## What is expected
Below are some records; repeat them all exactly, minus the pictures.

--*--

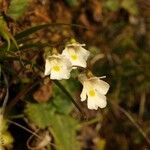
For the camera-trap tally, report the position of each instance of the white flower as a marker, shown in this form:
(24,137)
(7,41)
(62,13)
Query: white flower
(94,90)
(58,67)
(76,54)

--*--

## Exercise result
For the camera-trap tally, report the position of each instance of the white flower as a marker, shown in this form:
(24,137)
(7,41)
(62,13)
Query: white flower
(94,90)
(58,67)
(76,54)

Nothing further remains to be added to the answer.